All of the records below must be output exactly, with no pictures carried over.

**DATASET**
+-------+
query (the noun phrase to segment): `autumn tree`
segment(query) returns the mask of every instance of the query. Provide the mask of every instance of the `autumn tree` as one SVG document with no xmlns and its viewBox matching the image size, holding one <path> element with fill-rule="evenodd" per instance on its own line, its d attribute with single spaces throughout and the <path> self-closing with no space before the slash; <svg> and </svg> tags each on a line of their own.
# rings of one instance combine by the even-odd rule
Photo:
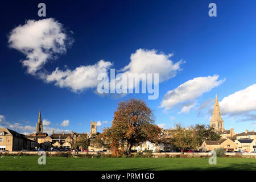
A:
+-------+
**OUTPUT OF THE EXERCISE**
query (the noun phrase to segment): `autumn tree`
segment(query) returns the mask of every instance of the query. Provide the mask of every instance of the `autumn tree` as one SVG document with no xmlns and its viewBox matching the image size, holding one <path> element with fill-rule="evenodd" per instance on its own line, its d attribute with single spaces throughout and the <path> self-closing with no space before the slash; <svg> and </svg> tags each on a line of their own.
# rings of one instance combine by the even-odd rule
Photo:
A:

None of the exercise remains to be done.